Look through the data below. Collect every line where the word "hull" occurs.

+++++

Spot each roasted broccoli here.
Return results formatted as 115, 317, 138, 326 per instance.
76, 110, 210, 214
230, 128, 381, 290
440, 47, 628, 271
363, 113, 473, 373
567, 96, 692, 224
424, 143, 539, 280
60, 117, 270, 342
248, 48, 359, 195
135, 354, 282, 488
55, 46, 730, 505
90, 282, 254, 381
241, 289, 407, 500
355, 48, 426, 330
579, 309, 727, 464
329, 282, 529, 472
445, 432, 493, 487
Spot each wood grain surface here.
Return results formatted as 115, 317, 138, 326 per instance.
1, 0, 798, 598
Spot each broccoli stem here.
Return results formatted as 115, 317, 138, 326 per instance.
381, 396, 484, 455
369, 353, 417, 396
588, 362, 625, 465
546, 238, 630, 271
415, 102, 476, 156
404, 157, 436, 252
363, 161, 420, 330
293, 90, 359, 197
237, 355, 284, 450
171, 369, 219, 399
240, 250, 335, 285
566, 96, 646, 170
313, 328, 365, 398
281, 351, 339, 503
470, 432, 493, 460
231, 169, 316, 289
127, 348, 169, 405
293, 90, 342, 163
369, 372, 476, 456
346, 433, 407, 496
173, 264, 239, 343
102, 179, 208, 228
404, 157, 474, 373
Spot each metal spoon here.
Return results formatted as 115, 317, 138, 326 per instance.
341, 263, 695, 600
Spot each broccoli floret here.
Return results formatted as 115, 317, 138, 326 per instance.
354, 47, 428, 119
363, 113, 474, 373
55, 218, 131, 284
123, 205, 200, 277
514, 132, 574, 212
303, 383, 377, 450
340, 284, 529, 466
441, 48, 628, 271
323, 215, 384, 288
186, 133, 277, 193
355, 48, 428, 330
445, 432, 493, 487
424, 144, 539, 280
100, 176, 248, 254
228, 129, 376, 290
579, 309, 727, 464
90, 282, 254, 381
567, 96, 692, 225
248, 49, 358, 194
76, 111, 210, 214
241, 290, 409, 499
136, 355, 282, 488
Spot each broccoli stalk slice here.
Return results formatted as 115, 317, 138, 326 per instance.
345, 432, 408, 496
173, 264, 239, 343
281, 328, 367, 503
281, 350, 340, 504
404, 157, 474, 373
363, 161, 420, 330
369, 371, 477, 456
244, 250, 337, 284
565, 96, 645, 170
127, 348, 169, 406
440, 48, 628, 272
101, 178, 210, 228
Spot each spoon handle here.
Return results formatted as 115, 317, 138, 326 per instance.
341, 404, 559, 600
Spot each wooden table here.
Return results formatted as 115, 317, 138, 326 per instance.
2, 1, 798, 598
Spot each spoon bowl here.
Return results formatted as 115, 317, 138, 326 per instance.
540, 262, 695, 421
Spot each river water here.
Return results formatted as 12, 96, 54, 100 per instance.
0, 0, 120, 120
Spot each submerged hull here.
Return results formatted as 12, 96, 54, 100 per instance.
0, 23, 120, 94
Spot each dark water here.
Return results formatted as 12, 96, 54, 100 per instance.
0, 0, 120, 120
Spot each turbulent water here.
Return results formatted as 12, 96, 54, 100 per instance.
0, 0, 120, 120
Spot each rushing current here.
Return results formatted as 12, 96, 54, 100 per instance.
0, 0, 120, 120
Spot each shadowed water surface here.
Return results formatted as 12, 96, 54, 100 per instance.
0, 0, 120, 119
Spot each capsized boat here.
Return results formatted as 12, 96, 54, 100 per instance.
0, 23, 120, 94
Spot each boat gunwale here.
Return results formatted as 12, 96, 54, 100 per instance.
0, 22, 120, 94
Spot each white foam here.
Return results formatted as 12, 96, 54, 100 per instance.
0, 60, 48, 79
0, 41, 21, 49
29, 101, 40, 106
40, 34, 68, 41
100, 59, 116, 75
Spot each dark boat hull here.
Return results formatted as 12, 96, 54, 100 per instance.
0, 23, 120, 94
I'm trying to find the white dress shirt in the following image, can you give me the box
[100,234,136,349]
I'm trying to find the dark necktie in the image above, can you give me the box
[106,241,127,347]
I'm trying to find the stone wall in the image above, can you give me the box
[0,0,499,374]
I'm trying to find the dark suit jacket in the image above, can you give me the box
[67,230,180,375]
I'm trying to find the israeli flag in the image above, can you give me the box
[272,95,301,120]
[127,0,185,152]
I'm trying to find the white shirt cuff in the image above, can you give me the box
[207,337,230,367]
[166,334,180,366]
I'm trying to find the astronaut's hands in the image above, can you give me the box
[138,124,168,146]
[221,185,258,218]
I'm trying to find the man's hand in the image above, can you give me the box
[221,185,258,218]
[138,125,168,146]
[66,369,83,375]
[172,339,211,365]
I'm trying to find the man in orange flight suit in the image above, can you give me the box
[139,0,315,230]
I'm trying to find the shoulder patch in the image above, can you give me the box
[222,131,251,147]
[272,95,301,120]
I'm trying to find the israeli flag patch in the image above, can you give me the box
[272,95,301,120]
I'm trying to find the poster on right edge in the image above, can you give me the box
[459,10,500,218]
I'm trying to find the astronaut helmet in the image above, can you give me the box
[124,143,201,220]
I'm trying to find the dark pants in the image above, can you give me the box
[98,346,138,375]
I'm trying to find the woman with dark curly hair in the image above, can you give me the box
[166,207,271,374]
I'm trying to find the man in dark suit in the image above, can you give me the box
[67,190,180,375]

+++++

Solution to the exercise ▸
Spot each submerged hull here.
Spot each dark boat hull here.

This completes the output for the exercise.